→ **Task set**
(a) In the forum thread on shooting flies, which material does bullseyeben use in place of fly swatters and sprays?
(b) Extend the forum thread on shooting flies, picking up directly after its final line.

— begin Selected passage —

# A big blowie...



## bullseyeben! (Apr 24, 2011)

Well here in Sth Australia I could use 17.5 cans of fly spray in 5 seconds and the lil bastards will still marinate themselves on my delicious scotch steaks... so forget fly swatters, forget mortein and other sprays... I use Theraband gold...


----------



## mckee (Oct 28, 2010)

i use elastic too


----------



## tubeman (Mar 7, 2011)

TBG...faster than a fly


----------



## slingshot_sniper (Feb 20, 2011)

tubeman said:


> TBG...faster than a fly


Apparently


----------



## tubeman (Mar 7, 2011)

Could make a good sales slogan


----------



## dgui (Jan 12, 2010)

That is a Great Shot!


----------



## Aras (Apr 2, 2011)

I use them for killing flies too.


----------



## Charles (Aug 26, 2010)

— end Selected passage —
— begin Supplied entries —

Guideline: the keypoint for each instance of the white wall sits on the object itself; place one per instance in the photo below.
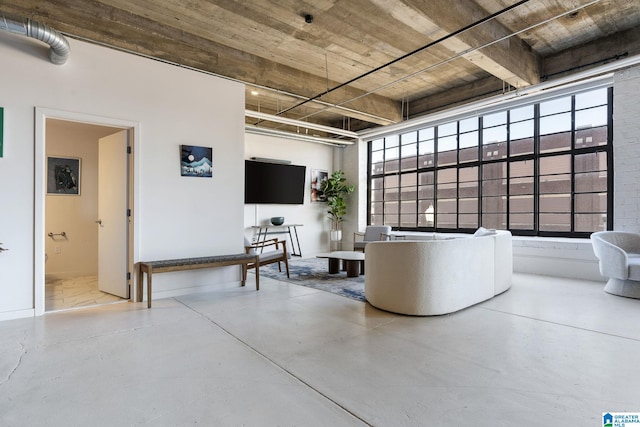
(174, 216)
(313, 235)
(77, 253)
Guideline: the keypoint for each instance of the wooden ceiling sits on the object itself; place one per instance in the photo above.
(359, 63)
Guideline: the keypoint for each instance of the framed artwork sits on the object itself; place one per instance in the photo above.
(317, 176)
(63, 176)
(196, 161)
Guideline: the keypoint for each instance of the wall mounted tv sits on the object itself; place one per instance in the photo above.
(274, 183)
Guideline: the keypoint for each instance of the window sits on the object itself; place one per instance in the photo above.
(539, 169)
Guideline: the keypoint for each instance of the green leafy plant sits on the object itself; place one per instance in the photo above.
(336, 189)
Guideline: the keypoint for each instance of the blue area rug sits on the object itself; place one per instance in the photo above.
(313, 273)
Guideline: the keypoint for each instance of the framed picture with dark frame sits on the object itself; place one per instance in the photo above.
(63, 176)
(317, 176)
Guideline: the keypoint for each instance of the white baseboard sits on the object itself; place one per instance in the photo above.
(18, 314)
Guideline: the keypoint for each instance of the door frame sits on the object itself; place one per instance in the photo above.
(41, 116)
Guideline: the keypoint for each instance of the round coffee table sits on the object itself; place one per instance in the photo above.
(353, 262)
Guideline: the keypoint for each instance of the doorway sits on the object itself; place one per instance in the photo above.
(87, 248)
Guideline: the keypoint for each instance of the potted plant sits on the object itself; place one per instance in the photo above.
(336, 189)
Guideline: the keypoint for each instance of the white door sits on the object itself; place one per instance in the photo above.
(112, 214)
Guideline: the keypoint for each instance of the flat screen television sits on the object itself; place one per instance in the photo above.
(273, 183)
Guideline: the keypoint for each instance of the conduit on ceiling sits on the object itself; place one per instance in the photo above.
(60, 49)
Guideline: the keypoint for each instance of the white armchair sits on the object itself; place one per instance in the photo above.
(618, 253)
(372, 233)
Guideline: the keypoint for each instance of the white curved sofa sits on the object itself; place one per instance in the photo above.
(432, 277)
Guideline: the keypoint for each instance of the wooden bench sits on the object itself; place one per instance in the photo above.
(151, 267)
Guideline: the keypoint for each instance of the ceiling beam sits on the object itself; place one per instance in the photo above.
(510, 60)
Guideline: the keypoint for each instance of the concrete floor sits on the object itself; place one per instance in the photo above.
(547, 352)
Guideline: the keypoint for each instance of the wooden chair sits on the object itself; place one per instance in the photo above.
(372, 233)
(273, 253)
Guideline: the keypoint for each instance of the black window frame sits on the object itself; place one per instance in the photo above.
(536, 156)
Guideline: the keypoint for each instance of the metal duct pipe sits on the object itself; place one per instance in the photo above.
(60, 49)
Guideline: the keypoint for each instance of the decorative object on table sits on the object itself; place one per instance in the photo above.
(277, 220)
(63, 176)
(372, 233)
(196, 161)
(318, 176)
(336, 189)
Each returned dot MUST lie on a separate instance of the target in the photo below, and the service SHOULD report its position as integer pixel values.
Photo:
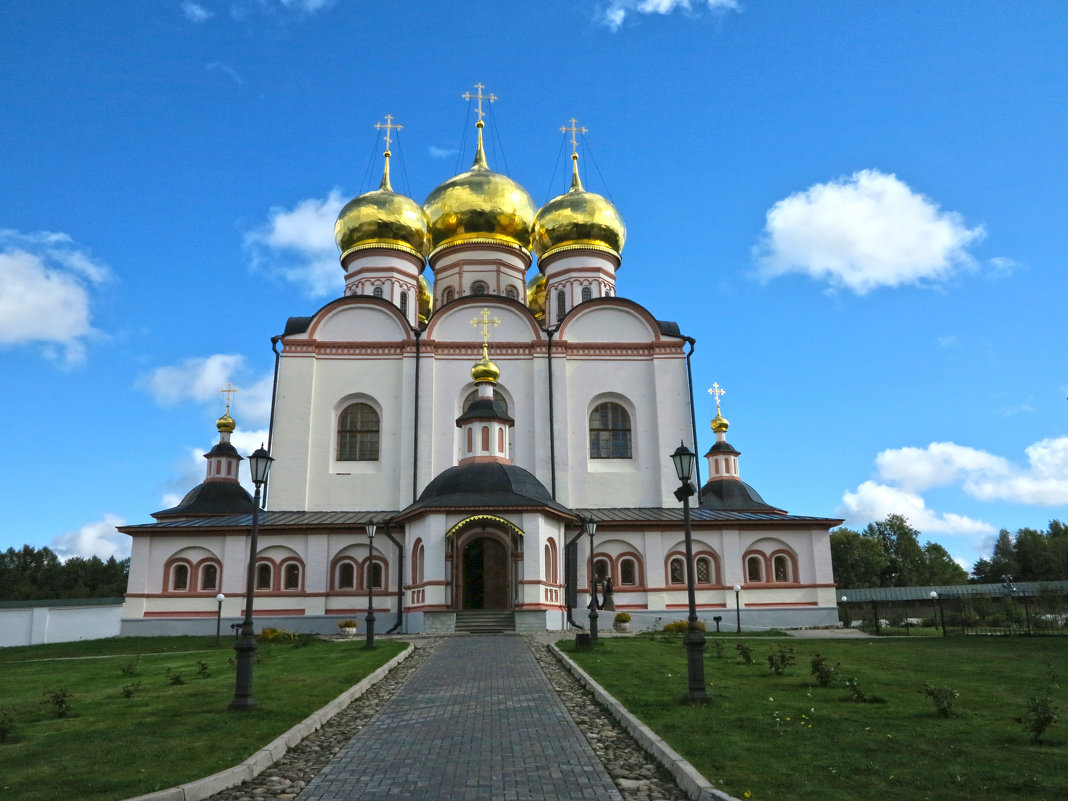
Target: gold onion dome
(480, 205)
(578, 219)
(382, 218)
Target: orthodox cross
(389, 125)
(485, 323)
(575, 129)
(718, 392)
(480, 97)
(229, 392)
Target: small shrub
(823, 671)
(59, 701)
(942, 697)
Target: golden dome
(535, 296)
(425, 300)
(480, 204)
(578, 219)
(382, 218)
(485, 370)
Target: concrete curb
(202, 788)
(692, 783)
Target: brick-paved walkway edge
(478, 721)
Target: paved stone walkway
(478, 721)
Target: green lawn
(784, 737)
(110, 747)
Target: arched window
(264, 576)
(209, 577)
(754, 569)
(358, 434)
(346, 576)
(609, 432)
(676, 571)
(291, 576)
(181, 578)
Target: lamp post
(218, 621)
(685, 459)
(368, 576)
(246, 646)
(590, 527)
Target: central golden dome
(578, 219)
(480, 204)
(382, 218)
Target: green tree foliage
(32, 574)
(888, 553)
(1027, 555)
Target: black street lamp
(590, 527)
(685, 461)
(368, 576)
(246, 647)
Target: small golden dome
(225, 424)
(578, 219)
(480, 204)
(425, 300)
(485, 370)
(535, 296)
(382, 218)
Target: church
(478, 450)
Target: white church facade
(478, 422)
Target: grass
(784, 737)
(112, 747)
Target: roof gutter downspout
(693, 414)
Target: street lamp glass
(685, 460)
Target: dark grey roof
(485, 484)
(733, 495)
(211, 498)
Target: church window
(346, 576)
(358, 427)
(754, 569)
(782, 566)
(291, 576)
(209, 577)
(264, 576)
(181, 578)
(676, 571)
(609, 432)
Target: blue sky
(858, 209)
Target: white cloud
(617, 11)
(46, 285)
(98, 538)
(864, 232)
(298, 245)
(874, 501)
(195, 12)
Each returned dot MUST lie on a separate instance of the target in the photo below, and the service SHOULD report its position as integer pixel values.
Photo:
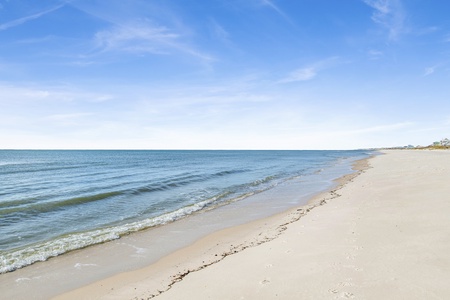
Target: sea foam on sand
(383, 235)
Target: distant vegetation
(442, 144)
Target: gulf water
(53, 202)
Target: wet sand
(384, 234)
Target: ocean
(53, 202)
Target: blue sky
(223, 74)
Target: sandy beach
(384, 234)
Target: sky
(223, 74)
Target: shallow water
(53, 202)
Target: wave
(32, 206)
(43, 251)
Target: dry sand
(383, 235)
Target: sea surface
(53, 202)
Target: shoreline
(157, 278)
(382, 235)
(132, 252)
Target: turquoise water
(52, 202)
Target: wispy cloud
(136, 38)
(390, 15)
(219, 32)
(309, 72)
(269, 3)
(145, 27)
(375, 54)
(23, 20)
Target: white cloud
(311, 71)
(375, 54)
(136, 38)
(303, 74)
(389, 14)
(23, 20)
(270, 4)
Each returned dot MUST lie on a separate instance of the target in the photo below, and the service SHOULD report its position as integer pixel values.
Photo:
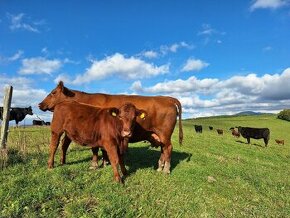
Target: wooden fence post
(6, 114)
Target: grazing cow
(157, 128)
(256, 133)
(235, 133)
(220, 131)
(91, 126)
(198, 128)
(38, 122)
(18, 114)
(279, 142)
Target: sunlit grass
(212, 176)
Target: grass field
(212, 176)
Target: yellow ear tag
(142, 116)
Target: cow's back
(161, 109)
(85, 124)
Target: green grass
(212, 176)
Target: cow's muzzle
(126, 133)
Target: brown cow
(157, 128)
(279, 142)
(94, 127)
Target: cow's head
(29, 110)
(60, 93)
(128, 114)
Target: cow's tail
(178, 104)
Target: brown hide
(95, 127)
(162, 112)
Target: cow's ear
(142, 114)
(114, 111)
(68, 92)
(60, 85)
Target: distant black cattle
(255, 133)
(280, 141)
(235, 133)
(220, 131)
(198, 128)
(16, 113)
(38, 122)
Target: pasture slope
(212, 176)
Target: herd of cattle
(246, 132)
(110, 122)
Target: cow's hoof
(159, 169)
(166, 171)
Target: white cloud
(12, 58)
(21, 22)
(121, 66)
(150, 54)
(192, 84)
(211, 96)
(267, 48)
(194, 65)
(206, 30)
(39, 65)
(271, 4)
(165, 49)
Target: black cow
(255, 133)
(18, 114)
(198, 128)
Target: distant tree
(284, 115)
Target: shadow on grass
(258, 145)
(140, 158)
(144, 157)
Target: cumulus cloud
(271, 4)
(192, 84)
(211, 96)
(39, 65)
(22, 22)
(166, 49)
(194, 65)
(150, 54)
(121, 66)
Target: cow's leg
(161, 161)
(122, 165)
(94, 164)
(167, 150)
(266, 141)
(105, 159)
(65, 144)
(114, 159)
(55, 137)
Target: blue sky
(216, 57)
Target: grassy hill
(212, 176)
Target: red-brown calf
(95, 127)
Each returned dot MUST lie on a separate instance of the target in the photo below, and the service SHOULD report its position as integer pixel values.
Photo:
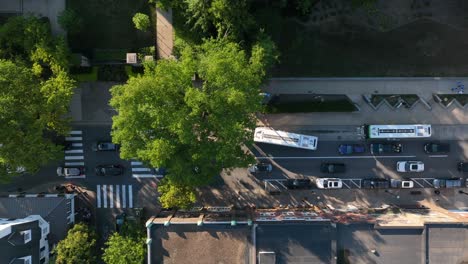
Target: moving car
(70, 171)
(105, 146)
(410, 166)
(375, 183)
(261, 167)
(347, 149)
(298, 184)
(381, 148)
(332, 167)
(447, 183)
(109, 170)
(404, 184)
(436, 148)
(462, 167)
(329, 183)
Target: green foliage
(79, 247)
(29, 108)
(167, 121)
(141, 21)
(70, 21)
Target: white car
(329, 183)
(410, 166)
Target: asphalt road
(291, 162)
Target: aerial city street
(247, 131)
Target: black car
(381, 148)
(332, 167)
(105, 146)
(462, 167)
(109, 170)
(298, 184)
(436, 148)
(375, 183)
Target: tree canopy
(35, 91)
(194, 129)
(79, 247)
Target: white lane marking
(73, 138)
(438, 156)
(111, 196)
(124, 198)
(117, 196)
(74, 151)
(76, 177)
(144, 176)
(74, 157)
(140, 169)
(104, 195)
(74, 163)
(99, 195)
(341, 157)
(130, 196)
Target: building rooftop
(182, 243)
(296, 243)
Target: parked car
(347, 149)
(375, 183)
(436, 148)
(410, 166)
(332, 167)
(447, 183)
(298, 184)
(70, 171)
(329, 183)
(109, 170)
(381, 148)
(404, 184)
(105, 146)
(260, 167)
(462, 167)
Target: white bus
(397, 131)
(268, 135)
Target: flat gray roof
(296, 243)
(357, 241)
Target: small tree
(70, 21)
(141, 21)
(78, 247)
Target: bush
(141, 21)
(113, 73)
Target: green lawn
(108, 25)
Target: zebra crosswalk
(74, 151)
(140, 171)
(114, 196)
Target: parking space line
(99, 196)
(74, 157)
(124, 198)
(111, 196)
(130, 196)
(341, 157)
(117, 194)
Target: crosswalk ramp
(114, 196)
(74, 154)
(139, 170)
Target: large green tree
(79, 247)
(193, 129)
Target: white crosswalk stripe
(74, 155)
(114, 196)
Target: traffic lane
(459, 149)
(364, 167)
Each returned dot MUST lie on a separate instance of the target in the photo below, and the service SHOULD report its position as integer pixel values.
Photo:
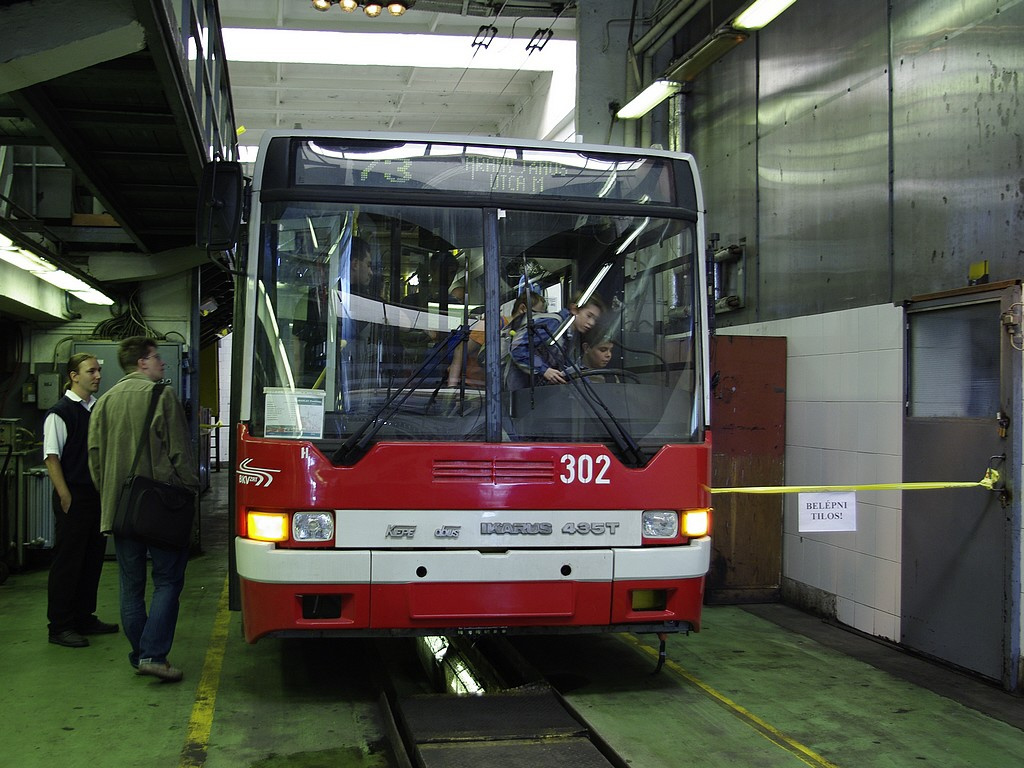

— end Supplied entries —

→ **Final results**
(a) Theraband gold

(b)
Until a couple of months ago, I had a piece of property in a very remote area on the north end of Vancouver Island. It was water access only ... no roads, no power, no running water, no phone ... I had the only private property on the tidal estuary of the Marble River ... surrounded by Nature Trust property and provincial wilderness park. Anyway, I built a house in there ... major job ... lots of sweat. I was often troubled by large horse flies and deer flies. It go so bad one summer, I actually made a trip out and into town to buy a box of rubber bands. I would cut a rubber band to make a long strip and used that to hunt the **** flies. After a few shots, I began to enjoy having those suckers around .... SPLAT! I never completely ran out of targets, but their frequency sure did go down!!!

Cheers ..... Charles


----------



## Xidoo (Aug 14, 2010)

I used to use rubber bands as a kid to kill flies too.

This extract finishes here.